SHORT EXERCISE
Make an exact copy of the entries below with the pictures removed.
---
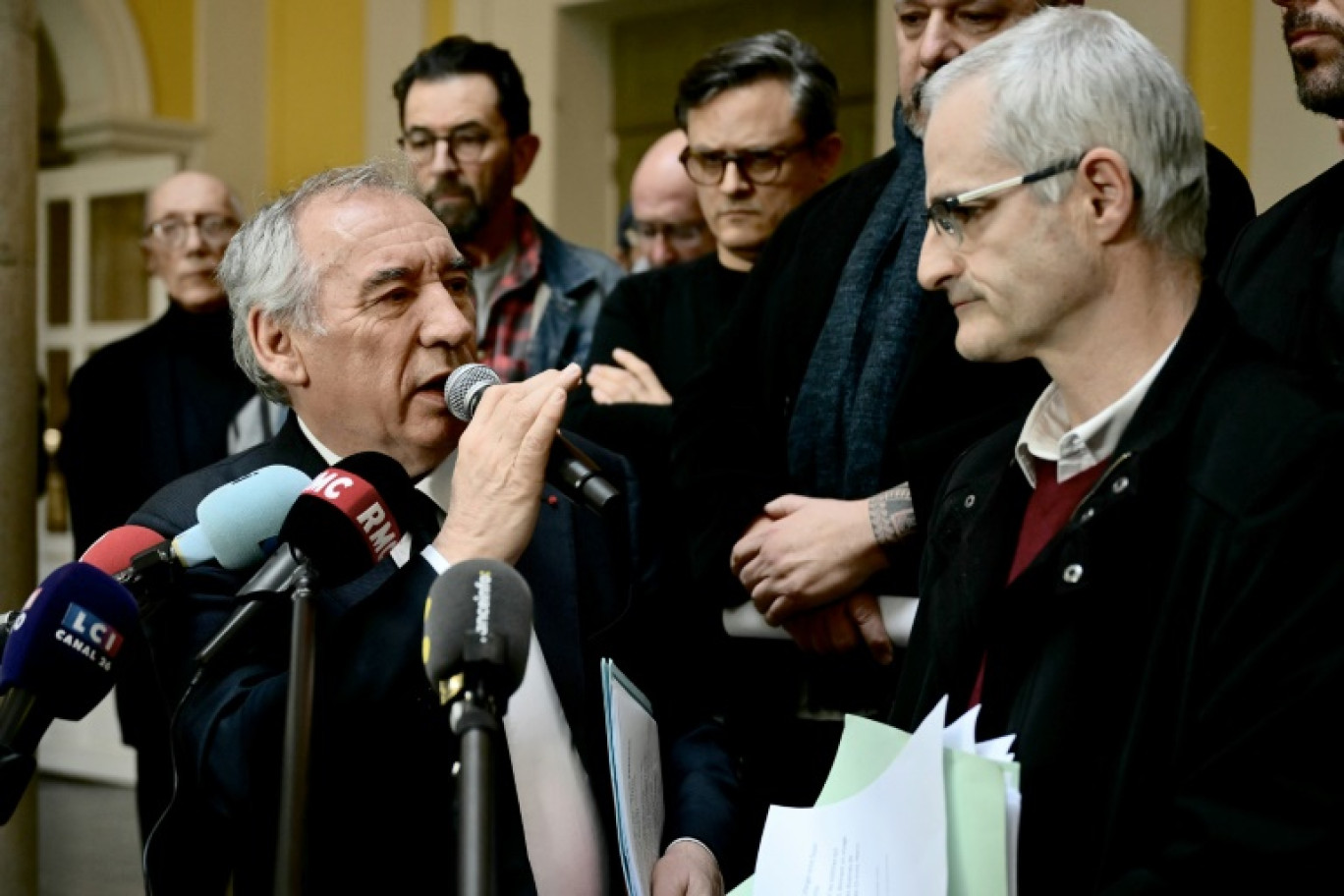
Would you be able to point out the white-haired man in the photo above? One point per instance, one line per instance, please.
(1132, 579)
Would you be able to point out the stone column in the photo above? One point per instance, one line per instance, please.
(18, 372)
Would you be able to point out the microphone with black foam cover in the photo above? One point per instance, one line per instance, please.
(569, 469)
(477, 632)
(237, 526)
(342, 524)
(59, 664)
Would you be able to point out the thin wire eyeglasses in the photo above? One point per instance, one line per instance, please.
(949, 214)
(466, 143)
(215, 230)
(758, 167)
(684, 235)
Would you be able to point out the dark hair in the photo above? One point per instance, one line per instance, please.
(774, 54)
(460, 55)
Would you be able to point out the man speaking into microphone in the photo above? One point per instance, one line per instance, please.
(353, 306)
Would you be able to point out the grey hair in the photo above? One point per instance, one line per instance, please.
(1070, 80)
(265, 267)
(774, 54)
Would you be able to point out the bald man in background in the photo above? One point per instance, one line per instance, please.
(150, 407)
(667, 226)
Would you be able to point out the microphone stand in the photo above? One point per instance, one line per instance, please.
(299, 713)
(476, 721)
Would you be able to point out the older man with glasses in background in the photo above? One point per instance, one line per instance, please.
(758, 138)
(152, 407)
(759, 121)
(467, 131)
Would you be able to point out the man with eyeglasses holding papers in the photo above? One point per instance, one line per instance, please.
(467, 131)
(156, 406)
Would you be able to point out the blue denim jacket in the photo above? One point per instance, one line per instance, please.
(580, 280)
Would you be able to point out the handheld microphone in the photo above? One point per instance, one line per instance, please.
(340, 526)
(477, 632)
(236, 526)
(59, 664)
(569, 469)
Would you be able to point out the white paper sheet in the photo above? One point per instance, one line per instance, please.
(887, 840)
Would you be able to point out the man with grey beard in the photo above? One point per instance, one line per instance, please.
(467, 131)
(1285, 274)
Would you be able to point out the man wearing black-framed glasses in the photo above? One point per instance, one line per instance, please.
(467, 132)
(760, 139)
(1285, 274)
(667, 226)
(155, 406)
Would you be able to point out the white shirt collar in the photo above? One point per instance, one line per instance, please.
(1045, 434)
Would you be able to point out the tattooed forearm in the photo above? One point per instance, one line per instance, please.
(891, 515)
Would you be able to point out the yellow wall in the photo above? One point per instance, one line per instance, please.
(438, 21)
(167, 31)
(1218, 63)
(314, 51)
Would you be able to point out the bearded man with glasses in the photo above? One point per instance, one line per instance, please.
(467, 131)
(808, 449)
(155, 406)
(1131, 579)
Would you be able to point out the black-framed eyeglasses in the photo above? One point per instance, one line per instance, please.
(755, 165)
(215, 230)
(466, 143)
(949, 214)
(682, 234)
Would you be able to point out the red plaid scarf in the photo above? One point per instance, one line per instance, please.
(508, 331)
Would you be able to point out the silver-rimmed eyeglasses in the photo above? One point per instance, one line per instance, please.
(215, 230)
(950, 214)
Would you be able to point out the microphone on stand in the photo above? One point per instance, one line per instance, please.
(569, 469)
(340, 524)
(236, 526)
(59, 664)
(477, 633)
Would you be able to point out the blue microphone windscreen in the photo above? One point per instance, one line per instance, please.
(477, 606)
(65, 644)
(236, 522)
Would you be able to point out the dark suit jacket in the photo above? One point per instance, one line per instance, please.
(730, 432)
(1158, 657)
(382, 814)
(1285, 275)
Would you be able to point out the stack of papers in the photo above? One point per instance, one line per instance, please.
(899, 812)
---
REPLY
Would you be able to point out the white-haired man in the photo above? One point per instance, one line per instance, please.
(1132, 579)
Would you be able to point out the stone column in the photo above? One point per instance, one line per instance, please.
(18, 372)
Would you be able to point out the microphone with black foam cover in the photo above? One point per instance, one line per instance, please.
(569, 469)
(477, 632)
(237, 526)
(342, 524)
(59, 664)
Would you be able to point out the thin wire eyeglasses in the photo above? One point per instance, one line per instance, please.
(949, 214)
(466, 143)
(215, 230)
(758, 167)
(684, 235)
Would you be able to point out the dark hair in the photo above? One point per instance, one line per instance, please.
(774, 54)
(460, 55)
Would you be able to point out the man speaking into microphone in the photo above? One point per instance, one line per instance, please.
(353, 306)
Would you be able to point out the grey hair in the photo above? One point per instance, one line per instance, please.
(1070, 80)
(265, 267)
(774, 54)
Would you be able to point out the bald man in background in the photo above? One point per instance, one line per instance, please.
(150, 407)
(667, 226)
Would you be able to point out the microphone stand in the photo above? One point per instance, one line per instance, please.
(299, 713)
(476, 721)
Would you be able to point out the older man with glasses in background in the photo above? One point per instance, one line per instance, please.
(758, 138)
(152, 407)
(759, 121)
(467, 131)
Would you be able to point out the man with eyeglasses holding papers in the photo above? One point per instance, one line per instance, please.
(467, 131)
(156, 406)
Would you be able to point out the blue denim jacket in the photo above? One point per instance, one line per instance, please.
(580, 280)
Would you be able to point out the handheld microphone in the photo above? One point per instance, one line per instance, please.
(340, 526)
(477, 632)
(236, 526)
(59, 664)
(569, 469)
Would you be able to point out the white paper sheet in the photo above? One point per instance, one line per instance, please.
(887, 840)
Would you be able to point out the man with grey beard in the photo above? One point per instance, one line per instance, please.
(467, 131)
(1285, 274)
Would you be able to point out the man wearing black-framed glasses in the photo above? One point per instance, one line per instance, please.
(467, 132)
(760, 139)
(1285, 274)
(667, 226)
(155, 406)
Would you be able to point out the white shirt collar in the photo above? One point per instance, one line per instance, please.
(1045, 434)
Would you be able to point out the tattooed forearm in the photo above? One point per instance, one line per instance, please.
(891, 515)
Would you be able to point out the yellow wall in the photo above? One point per instance, one line per instance, please.
(438, 21)
(167, 31)
(1218, 63)
(314, 51)
Would you be able to point out the bearded man with glasses in the photo above? One point per instance, one line per instance, please.
(467, 131)
(808, 449)
(155, 406)
(1131, 579)
Would you be able to point out the black-framed eyeglasses in the photo above? One point per instance, one line per instance, please.
(755, 165)
(215, 230)
(466, 143)
(949, 214)
(682, 234)
Would you be able to point out the red plaid scarf in the photo above? One point per instance, one line per instance, please.
(508, 331)
Would you be able to point out the silver-rimmed eyeglasses in the photo above? One point per instance, one line per instance, please.
(215, 230)
(950, 214)
Would you be able to point out the microphone on stand in the photo above? One point per instance, one line per instance, please.
(569, 469)
(340, 524)
(236, 526)
(59, 664)
(477, 633)
Would you be able to point out the blue microphone windscreen in the photo above? One point per instance, one line per instance, please.
(477, 606)
(65, 644)
(236, 522)
Would you be able to point out the dark suit jacket in the photo above? One point per instance, one line per instance, please.
(730, 432)
(1158, 657)
(382, 814)
(1285, 275)
Would you be able to point out the stack of papers in the photo above? One point per instance, one line per instance, please.
(899, 812)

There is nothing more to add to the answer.